▸ How to complete this task: Return all lines below containing the word "tire".

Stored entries
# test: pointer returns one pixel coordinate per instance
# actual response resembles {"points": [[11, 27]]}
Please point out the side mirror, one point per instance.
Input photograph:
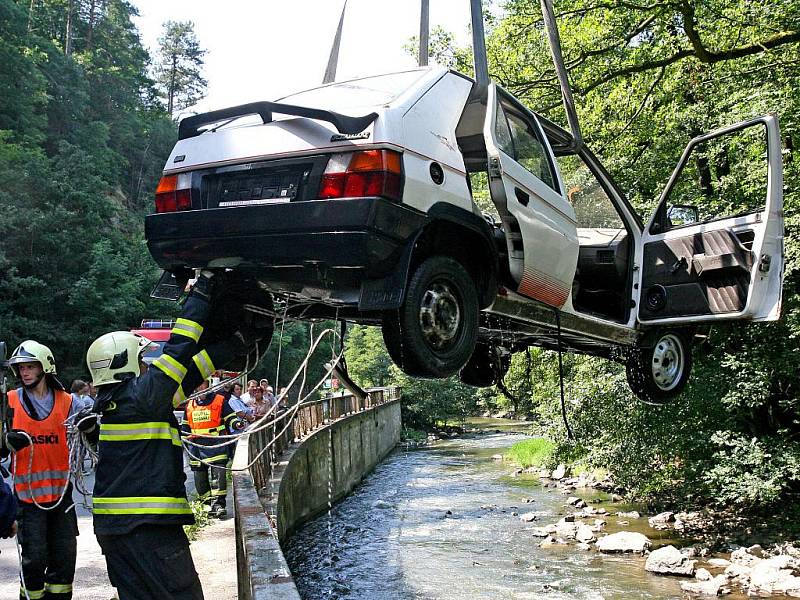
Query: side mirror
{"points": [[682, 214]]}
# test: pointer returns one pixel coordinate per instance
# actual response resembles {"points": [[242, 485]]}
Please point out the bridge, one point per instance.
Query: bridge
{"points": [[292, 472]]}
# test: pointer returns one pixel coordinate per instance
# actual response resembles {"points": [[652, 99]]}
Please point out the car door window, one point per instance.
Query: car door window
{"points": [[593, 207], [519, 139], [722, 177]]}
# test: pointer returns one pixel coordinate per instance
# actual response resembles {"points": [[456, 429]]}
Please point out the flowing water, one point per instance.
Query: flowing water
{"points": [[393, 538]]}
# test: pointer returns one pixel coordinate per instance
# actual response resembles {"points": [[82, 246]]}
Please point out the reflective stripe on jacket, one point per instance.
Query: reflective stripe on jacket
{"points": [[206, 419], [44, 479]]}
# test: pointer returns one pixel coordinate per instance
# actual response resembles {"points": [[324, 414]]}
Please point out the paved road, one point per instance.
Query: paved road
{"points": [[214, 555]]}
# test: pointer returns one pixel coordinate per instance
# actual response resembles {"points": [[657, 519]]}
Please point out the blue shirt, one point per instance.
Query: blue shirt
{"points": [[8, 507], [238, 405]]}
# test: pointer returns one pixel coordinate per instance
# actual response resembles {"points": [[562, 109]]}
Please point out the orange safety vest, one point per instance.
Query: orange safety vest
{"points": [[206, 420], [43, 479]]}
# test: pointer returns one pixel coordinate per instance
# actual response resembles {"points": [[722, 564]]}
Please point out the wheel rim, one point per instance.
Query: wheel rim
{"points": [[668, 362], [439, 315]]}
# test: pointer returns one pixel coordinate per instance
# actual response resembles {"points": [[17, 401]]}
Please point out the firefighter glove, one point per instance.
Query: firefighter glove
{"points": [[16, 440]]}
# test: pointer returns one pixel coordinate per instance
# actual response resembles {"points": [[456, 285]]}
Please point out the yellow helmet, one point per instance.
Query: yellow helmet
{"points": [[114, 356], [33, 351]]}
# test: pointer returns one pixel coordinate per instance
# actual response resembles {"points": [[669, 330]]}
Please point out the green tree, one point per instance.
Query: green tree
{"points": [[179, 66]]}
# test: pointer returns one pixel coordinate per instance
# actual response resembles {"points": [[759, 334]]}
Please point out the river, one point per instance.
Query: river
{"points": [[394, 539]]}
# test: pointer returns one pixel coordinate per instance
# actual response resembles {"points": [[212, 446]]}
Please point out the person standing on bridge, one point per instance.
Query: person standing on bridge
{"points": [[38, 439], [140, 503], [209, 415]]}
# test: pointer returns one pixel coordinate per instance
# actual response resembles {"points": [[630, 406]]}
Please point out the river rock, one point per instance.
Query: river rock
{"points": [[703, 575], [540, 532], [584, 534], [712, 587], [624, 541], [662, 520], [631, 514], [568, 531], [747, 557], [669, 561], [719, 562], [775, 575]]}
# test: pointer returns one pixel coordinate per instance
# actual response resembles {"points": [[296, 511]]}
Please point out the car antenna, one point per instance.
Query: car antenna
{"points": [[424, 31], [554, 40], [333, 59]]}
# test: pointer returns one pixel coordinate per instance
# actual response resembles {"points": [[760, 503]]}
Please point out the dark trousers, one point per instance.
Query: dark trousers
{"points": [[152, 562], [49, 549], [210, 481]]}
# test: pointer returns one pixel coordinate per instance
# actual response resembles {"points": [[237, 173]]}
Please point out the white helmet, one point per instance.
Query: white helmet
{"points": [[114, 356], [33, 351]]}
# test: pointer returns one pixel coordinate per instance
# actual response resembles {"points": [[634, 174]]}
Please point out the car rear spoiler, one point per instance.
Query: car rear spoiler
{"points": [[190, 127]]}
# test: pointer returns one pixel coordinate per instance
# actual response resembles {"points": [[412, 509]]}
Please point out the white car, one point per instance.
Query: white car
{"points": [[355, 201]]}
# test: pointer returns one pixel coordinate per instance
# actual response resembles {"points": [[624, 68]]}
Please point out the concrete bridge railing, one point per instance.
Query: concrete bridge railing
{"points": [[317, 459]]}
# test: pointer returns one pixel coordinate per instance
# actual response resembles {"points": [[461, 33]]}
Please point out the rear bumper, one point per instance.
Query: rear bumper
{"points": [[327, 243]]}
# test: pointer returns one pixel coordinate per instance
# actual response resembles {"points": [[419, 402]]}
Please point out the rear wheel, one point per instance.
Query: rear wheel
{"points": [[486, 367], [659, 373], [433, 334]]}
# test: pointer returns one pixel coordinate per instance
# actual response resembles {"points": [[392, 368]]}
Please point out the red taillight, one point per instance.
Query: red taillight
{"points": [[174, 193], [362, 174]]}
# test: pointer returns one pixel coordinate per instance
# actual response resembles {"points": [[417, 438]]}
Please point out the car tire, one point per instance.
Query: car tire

▸ Answer:
Please point out the car tire, one point per instance.
Query: car tire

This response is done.